What to work on =
Exactly reproduce the lines beginning with the line that includes "Pick out the ski" and ending with the last line of the data.

Start of Supplied material

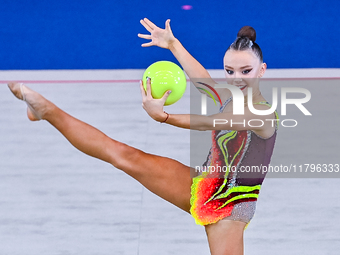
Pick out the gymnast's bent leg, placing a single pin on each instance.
(167, 178)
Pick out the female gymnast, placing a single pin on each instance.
(223, 205)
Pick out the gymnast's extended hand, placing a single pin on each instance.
(154, 107)
(163, 38)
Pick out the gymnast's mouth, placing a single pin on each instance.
(241, 87)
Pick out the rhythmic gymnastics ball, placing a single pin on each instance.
(166, 75)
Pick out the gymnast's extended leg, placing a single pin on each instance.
(163, 176)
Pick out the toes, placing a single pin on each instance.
(15, 88)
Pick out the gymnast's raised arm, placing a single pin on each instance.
(164, 38)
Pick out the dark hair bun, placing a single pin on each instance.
(247, 31)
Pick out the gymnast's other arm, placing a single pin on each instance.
(219, 121)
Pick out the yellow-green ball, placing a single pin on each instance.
(166, 75)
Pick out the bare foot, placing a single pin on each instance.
(36, 103)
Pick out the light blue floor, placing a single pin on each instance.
(56, 200)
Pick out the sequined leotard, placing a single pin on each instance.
(234, 194)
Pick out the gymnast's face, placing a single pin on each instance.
(243, 69)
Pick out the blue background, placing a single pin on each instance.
(102, 34)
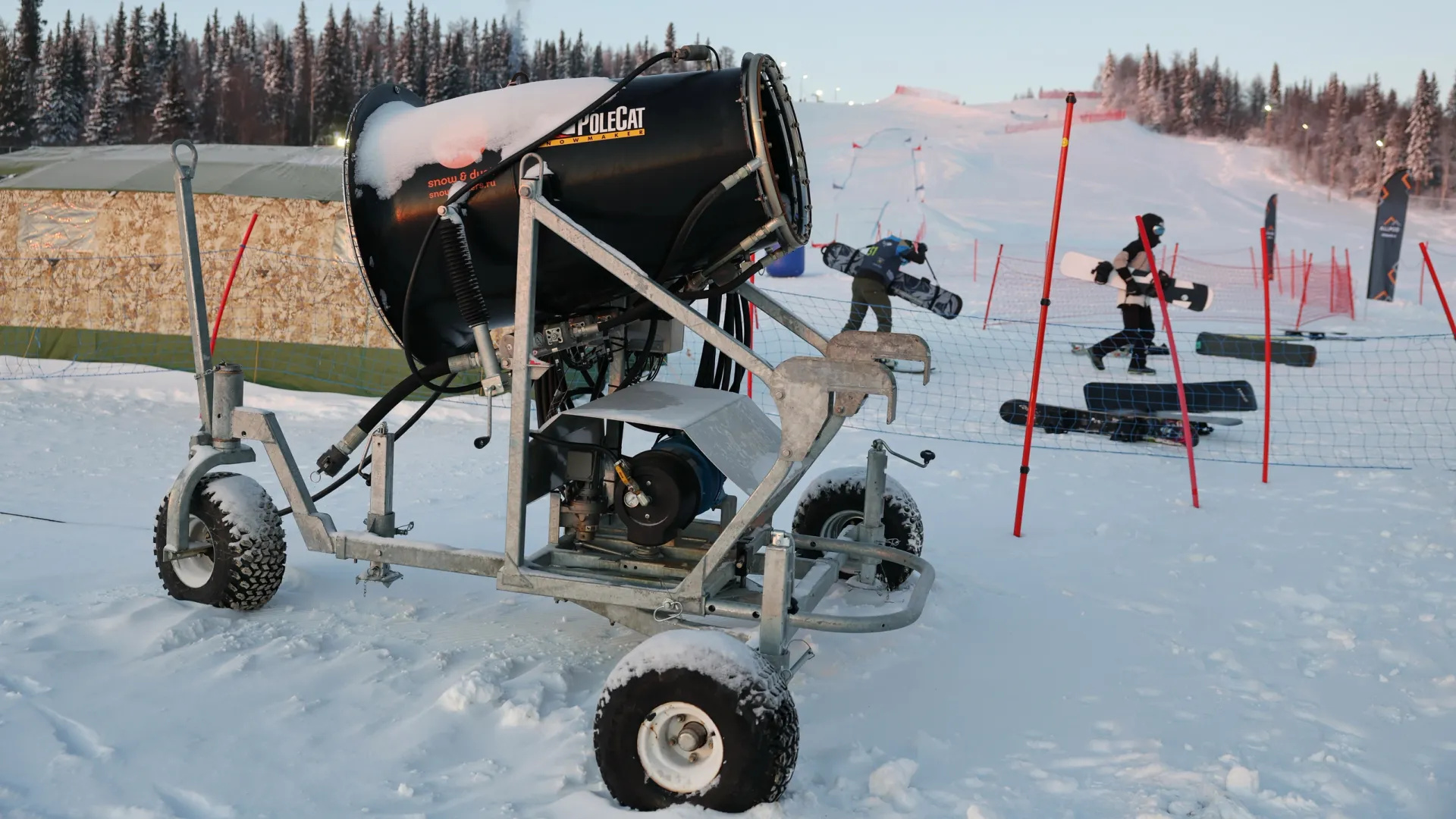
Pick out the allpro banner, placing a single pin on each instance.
(1270, 216)
(1389, 228)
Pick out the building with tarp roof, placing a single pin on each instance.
(91, 264)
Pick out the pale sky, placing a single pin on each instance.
(979, 52)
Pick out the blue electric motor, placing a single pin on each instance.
(679, 483)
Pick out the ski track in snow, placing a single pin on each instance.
(1283, 651)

End of Supplied material

Task output =
Pick out the ski track in snow, placing a single pin on each instance.
(1283, 651)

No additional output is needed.